**Consigne A:** Relevez tous les passages placés entre guillemets dans l'article sur la consommation locale au Bénin.
**Consigne B:** Reprenez l'article sur la consommation locale au Bénin à la suite de sa dernière phrase.

**Texte fourni:**

Depuis jeudi 1er octobre, le gouvernement a lancé une campagne. Elle vise à valoriser les produits locaux. Pourtant, cette campagne ne suffira pas à mettre fin aux produits importés.
Les Béninois détestent les produits Made in Benin. Le cinglant constat a été fait par la ministre de l’industrie et du commerce, Shadiya Alimatou Assouman, à l’occasion du lancement officiel du « Mois du consommons local ». Pour la ministre, « le Béninois place au premier rang de ses choix les produits importés ». Venant de la ministre chargée de défendre la consommation locale, il y a de quoi se résigner. Visiblement, c’est ce que ne veut pas faire le gouvernement. Il décide de consacrer tout le mois d’octobre à la consommation locale. Les populations sont ainsi encouragées à jeter leur dévolu sur les produits fabriqués par les Béninois, fabriqués au Bénin. « C’est le mois de la révélation de tous nos produits locaux », insiste la ministre Assouman.

**Extraits de données:**

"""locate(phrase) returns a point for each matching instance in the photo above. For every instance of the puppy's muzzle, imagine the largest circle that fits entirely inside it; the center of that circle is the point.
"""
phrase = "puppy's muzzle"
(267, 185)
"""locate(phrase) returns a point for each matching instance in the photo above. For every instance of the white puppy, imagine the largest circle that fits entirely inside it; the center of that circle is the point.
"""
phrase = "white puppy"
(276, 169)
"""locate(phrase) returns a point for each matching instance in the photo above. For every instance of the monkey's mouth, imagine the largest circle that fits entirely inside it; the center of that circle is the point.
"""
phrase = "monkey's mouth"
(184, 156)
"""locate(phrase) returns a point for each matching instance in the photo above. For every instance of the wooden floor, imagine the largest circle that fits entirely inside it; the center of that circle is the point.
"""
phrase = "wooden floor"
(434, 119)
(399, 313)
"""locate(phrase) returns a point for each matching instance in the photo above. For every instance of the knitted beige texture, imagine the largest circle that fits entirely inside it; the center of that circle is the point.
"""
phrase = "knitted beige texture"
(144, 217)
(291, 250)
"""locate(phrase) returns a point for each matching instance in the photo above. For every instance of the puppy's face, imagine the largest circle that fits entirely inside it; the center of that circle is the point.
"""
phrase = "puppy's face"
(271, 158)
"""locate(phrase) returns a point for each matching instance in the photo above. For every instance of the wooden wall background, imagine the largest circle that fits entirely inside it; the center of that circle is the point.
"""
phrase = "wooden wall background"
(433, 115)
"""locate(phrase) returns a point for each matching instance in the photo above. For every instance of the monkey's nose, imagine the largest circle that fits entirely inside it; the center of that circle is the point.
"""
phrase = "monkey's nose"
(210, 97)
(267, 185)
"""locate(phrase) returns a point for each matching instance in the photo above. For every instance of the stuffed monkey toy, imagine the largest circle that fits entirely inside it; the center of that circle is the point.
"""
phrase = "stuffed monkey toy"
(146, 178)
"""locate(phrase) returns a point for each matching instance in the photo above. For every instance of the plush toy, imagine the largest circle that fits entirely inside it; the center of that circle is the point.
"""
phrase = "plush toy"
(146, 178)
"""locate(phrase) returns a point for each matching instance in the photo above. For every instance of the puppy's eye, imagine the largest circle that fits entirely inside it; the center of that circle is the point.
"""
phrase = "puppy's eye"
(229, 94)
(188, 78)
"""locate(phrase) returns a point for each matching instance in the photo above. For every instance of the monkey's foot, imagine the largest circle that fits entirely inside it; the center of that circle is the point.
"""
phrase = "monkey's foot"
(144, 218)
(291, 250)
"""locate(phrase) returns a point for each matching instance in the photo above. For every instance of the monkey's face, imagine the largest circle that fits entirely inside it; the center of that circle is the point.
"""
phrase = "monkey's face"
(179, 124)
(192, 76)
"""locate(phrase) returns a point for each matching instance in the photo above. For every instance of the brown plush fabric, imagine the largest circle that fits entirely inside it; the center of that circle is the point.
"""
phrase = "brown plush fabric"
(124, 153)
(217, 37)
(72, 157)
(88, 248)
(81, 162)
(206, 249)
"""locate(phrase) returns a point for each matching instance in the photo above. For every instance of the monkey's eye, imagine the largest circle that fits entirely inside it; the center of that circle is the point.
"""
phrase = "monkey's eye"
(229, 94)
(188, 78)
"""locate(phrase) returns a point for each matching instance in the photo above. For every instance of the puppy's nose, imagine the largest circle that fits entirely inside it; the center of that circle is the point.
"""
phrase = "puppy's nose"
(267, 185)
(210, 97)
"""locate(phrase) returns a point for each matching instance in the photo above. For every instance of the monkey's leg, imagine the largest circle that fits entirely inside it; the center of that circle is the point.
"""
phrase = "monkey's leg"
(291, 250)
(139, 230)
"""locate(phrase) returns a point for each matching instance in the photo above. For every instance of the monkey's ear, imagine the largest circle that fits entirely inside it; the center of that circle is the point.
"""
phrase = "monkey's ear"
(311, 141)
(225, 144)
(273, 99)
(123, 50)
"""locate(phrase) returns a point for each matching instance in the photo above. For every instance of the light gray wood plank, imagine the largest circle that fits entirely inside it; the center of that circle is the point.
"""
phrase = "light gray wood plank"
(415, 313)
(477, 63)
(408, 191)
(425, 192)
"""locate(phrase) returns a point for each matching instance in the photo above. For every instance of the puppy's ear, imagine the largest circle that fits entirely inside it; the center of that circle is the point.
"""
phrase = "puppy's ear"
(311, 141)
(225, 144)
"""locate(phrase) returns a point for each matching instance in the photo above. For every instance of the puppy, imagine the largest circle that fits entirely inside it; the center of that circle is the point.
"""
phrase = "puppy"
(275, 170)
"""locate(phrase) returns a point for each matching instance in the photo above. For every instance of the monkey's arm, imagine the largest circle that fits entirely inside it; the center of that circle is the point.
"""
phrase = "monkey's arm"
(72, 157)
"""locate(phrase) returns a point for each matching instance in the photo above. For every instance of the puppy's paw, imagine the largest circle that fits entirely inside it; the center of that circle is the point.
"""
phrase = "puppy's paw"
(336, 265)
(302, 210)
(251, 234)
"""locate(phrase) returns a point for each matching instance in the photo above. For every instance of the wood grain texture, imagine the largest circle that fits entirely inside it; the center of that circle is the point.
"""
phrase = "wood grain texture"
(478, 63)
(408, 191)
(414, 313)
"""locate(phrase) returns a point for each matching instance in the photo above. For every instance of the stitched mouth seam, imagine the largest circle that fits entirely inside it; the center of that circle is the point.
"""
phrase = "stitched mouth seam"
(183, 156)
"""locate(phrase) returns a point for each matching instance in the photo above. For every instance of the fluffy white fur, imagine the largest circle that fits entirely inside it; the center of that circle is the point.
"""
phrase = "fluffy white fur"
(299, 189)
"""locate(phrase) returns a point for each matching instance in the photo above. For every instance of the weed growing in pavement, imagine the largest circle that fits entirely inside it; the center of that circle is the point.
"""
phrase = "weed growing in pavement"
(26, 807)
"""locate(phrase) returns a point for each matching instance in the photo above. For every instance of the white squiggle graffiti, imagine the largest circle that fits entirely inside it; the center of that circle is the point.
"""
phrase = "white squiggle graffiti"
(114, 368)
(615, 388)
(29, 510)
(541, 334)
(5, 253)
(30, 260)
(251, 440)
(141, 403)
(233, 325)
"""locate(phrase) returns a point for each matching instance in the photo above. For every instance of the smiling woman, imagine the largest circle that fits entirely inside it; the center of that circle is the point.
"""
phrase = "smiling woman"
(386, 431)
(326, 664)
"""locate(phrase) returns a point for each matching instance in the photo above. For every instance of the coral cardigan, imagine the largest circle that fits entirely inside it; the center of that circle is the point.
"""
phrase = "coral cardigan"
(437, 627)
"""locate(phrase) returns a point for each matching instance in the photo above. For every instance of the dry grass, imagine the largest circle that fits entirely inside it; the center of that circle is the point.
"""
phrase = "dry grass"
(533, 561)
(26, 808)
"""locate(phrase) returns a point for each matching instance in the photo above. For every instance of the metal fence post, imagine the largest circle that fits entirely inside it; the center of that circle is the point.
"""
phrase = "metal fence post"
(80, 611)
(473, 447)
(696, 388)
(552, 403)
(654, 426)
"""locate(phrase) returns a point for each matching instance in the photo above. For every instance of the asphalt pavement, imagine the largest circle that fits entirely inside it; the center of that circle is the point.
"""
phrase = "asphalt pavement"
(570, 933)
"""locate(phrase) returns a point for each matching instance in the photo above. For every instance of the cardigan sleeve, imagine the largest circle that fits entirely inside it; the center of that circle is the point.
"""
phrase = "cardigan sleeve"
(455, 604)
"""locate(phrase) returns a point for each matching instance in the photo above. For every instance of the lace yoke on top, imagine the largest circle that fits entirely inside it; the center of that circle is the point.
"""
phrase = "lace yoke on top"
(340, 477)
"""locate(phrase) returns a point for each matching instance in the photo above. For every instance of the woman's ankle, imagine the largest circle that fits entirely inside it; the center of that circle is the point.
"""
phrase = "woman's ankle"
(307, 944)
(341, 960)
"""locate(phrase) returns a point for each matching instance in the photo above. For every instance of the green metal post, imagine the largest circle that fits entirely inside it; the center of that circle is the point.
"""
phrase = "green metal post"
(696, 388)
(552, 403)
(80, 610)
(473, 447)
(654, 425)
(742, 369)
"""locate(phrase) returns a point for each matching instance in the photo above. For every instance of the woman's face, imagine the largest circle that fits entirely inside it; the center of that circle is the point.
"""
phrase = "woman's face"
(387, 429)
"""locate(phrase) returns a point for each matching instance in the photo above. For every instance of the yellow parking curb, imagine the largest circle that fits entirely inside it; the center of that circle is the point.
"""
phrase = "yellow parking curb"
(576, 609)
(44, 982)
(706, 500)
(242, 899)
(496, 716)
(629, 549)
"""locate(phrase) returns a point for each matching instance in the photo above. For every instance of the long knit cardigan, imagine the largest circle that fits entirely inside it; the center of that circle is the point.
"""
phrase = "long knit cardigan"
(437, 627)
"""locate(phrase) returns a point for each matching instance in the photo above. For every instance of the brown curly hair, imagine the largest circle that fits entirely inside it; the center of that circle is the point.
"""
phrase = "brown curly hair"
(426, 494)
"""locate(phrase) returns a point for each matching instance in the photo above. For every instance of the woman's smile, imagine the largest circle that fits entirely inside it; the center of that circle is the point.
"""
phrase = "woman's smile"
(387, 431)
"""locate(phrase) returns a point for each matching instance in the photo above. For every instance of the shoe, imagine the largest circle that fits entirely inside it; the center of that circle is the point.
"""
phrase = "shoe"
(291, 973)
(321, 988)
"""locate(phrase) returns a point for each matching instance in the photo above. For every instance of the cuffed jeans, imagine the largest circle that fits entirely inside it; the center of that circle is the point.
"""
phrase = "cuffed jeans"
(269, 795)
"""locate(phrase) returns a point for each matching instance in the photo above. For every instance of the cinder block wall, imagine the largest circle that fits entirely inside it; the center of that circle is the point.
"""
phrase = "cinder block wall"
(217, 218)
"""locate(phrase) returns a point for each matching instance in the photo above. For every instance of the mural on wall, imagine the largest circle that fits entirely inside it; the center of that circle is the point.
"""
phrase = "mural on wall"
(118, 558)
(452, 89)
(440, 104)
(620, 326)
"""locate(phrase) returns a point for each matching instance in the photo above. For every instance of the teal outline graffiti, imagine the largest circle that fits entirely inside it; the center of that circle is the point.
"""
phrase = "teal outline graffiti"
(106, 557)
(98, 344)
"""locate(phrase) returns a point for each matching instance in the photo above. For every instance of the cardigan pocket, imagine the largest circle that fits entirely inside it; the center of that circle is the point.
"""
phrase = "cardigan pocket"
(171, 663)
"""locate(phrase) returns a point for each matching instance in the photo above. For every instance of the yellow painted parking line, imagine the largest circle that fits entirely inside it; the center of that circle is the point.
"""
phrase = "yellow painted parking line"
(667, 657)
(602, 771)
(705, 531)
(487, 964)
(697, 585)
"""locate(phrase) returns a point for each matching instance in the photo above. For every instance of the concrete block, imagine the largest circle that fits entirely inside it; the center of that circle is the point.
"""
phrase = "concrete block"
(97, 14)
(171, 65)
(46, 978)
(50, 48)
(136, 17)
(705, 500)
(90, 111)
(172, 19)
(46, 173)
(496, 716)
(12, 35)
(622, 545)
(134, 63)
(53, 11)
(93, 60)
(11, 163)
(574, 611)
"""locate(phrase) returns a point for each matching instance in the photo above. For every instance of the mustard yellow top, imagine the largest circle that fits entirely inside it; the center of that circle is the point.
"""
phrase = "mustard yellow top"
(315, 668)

**Résultat A:**
- « Mois du consommons local »
- « le Béninois place au premier rang de ses choix les produits importés »
- « C'est le mois de la révélation de tous nos produits locaux »

**Résultat B:**
En consacrant tout un mois à la consommation locale, le gouvernement veut démontrer combien il est important que les populations pensent d’abord Bénin lorsqu’elles veulent consommer. « Nous devons aimer les produits locaux », exhorte Shadiya Alimatou Assouman. Il est en effet difficile pour les éleveurs de poulets et de lapins de faire de bons chiffres d’affaires si les populations mangent des poulets importés. La liste est longue.
Montrer l’exemple
Le Bénin est tellement champion dans l’importation qu’il finit par écouler chez ses voisins le surplus de produits. On appelle cela la réexportation, un mot bien connu au sein de l’Institut national de la statistique et de l’analyse économique (INSAE). D’après l’institut, les importations de marchandises ont connu une baisse au deuxième trimestre de l’année 2020. Elles représentent tout de même plus de 280 milliards, comparées au plus de 111 milliards d’exportations dans la même période. Selon la ministre Assouman, ne pas consommer local menace l’économie. Le problème ? Depuis 1960, les différents régimes ont échoué à renverser la courbe de la supériorité de l’importation sur l’exportation.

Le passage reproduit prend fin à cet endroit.